::: SUPPLIED MATERIAL :::

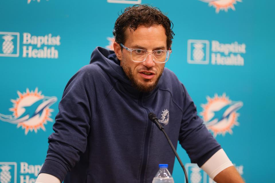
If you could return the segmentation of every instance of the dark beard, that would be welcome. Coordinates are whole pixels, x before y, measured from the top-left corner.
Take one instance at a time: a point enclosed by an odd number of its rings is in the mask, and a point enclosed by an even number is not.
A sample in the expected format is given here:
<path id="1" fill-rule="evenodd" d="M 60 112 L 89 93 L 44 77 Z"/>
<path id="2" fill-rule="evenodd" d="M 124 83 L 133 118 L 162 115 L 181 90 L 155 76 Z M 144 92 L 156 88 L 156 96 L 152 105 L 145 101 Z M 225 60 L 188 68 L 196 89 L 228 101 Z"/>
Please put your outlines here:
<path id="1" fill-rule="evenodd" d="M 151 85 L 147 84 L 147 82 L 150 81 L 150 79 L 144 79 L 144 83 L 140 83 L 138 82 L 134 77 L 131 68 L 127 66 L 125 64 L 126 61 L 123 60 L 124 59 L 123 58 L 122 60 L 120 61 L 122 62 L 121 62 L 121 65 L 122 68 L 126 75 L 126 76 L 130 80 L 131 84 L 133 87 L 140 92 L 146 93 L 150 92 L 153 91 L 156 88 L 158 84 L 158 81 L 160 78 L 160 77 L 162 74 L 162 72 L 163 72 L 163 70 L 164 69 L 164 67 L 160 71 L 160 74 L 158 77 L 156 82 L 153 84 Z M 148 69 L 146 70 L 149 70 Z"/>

:::

** WHAT NEEDS TO BE DONE **
Return the records above word for word, leaving out the pictures.

** FINISHED EXERCISE **
If you could return the segmentation of every instance of the dark beard, that would be welcome. Coordinates are whole pixels, x before y, measured from the top-left corner.
Take one instance at a time: a point enclosed by an odd number of its rings is in the mask, and a point enclosed by an even number is not.
A sample in the expected format is given here:
<path id="1" fill-rule="evenodd" d="M 60 112 L 89 93 L 44 77 Z"/>
<path id="2" fill-rule="evenodd" d="M 124 83 L 133 118 L 162 115 L 181 90 L 155 76 Z M 144 92 L 156 88 L 156 96 L 152 105 L 145 101 Z M 225 60 L 188 68 L 196 89 L 228 101 Z"/>
Please put your outlines here:
<path id="1" fill-rule="evenodd" d="M 151 85 L 147 84 L 147 82 L 150 81 L 150 79 L 144 79 L 144 83 L 140 83 L 138 82 L 134 77 L 131 68 L 127 66 L 125 64 L 126 61 L 123 60 L 124 59 L 123 58 L 122 60 L 120 61 L 122 62 L 121 62 L 121 65 L 122 68 L 126 75 L 126 76 L 130 80 L 131 84 L 133 87 L 140 92 L 146 93 L 150 92 L 153 91 L 156 88 L 158 84 L 158 81 L 160 78 L 160 77 L 162 74 L 162 72 L 163 72 L 163 70 L 164 69 L 164 67 L 160 71 L 160 74 L 158 77 L 156 82 L 153 84 Z M 148 69 L 146 70 L 149 70 Z"/>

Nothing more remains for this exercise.